━━ TEXT TO READ

EPILOGUE

Joliet, Illinois, a neighbor of Chicago, is known to the outside world for two things: The Blues Brothers and a rather large prison.

The prison is now closed, but it wasn’t when D’Wayne Edwards was born in Joliet in 1969. The sixth of six children to a single mom, Edwards doesn’t remember much of the city, just that he was packed up and moved to someplace worse: Inglewood, California. At the time, Inglewood was known as the murder capital of the United States.

The new neighborhood was rough. Poor African American kids like the Edwardses passed time playing street ball and endured the dispiriting Inglewood public school system. Ms. Edwards worked as a nurse’s assistant, but was injured on the job when Edwards was still young. The seven of them scraped by, living off of her disability assistance.

━━━━
━━ RECORDS SUPPLIED

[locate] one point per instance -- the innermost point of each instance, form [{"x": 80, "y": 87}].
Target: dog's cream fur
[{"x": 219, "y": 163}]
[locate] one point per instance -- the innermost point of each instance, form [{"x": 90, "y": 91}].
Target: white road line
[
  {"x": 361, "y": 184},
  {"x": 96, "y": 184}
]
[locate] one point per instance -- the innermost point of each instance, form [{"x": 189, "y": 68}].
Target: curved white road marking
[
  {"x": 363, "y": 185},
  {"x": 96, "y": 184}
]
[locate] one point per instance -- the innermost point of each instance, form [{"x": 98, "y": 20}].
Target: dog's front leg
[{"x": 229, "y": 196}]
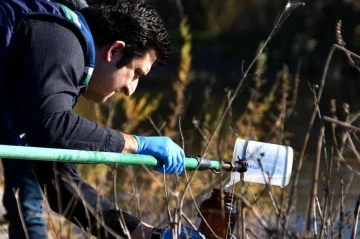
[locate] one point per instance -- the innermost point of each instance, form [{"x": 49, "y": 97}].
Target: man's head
[{"x": 130, "y": 37}]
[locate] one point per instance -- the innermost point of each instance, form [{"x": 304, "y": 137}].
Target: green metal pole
[{"x": 83, "y": 156}]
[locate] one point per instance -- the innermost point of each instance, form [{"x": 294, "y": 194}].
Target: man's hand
[{"x": 163, "y": 148}]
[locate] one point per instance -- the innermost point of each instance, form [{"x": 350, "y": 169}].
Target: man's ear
[{"x": 114, "y": 51}]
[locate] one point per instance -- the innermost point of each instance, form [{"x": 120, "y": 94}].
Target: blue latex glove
[
  {"x": 186, "y": 232},
  {"x": 163, "y": 148}
]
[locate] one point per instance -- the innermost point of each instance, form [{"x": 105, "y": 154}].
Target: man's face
[{"x": 107, "y": 79}]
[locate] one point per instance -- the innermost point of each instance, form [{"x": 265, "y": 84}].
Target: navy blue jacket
[{"x": 49, "y": 53}]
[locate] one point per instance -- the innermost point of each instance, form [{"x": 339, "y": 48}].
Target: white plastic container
[{"x": 268, "y": 163}]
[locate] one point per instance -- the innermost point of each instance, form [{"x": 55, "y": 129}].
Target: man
[{"x": 49, "y": 56}]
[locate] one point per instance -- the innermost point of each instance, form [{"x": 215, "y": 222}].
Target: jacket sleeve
[{"x": 51, "y": 64}]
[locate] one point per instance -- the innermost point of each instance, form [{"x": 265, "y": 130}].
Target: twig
[
  {"x": 20, "y": 213},
  {"x": 315, "y": 184},
  {"x": 302, "y": 152},
  {"x": 341, "y": 208},
  {"x": 341, "y": 123}
]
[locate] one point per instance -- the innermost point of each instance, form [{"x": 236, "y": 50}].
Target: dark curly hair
[{"x": 135, "y": 22}]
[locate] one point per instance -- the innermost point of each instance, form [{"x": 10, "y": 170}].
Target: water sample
[{"x": 267, "y": 163}]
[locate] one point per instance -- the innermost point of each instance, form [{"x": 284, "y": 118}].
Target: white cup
[{"x": 267, "y": 163}]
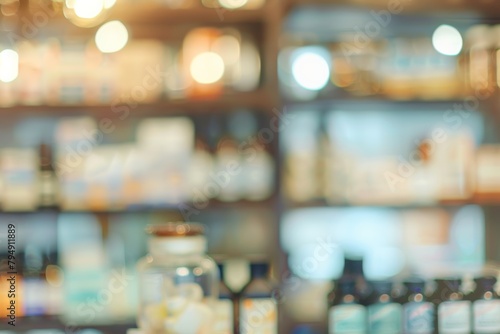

━━━━

## GIVEN PROBLEM 1
According to the epilogue, what was Inglewood, California, known as when the Edwards family moved there?
## GIVEN PROBLEM 2
Pull out every line of the entries that contains the string "blue".

## TASK RESPONSE 1
The murder capital of the United States.

## TASK RESPONSE 2
Target: blue latex glove
Target: navy blue jacket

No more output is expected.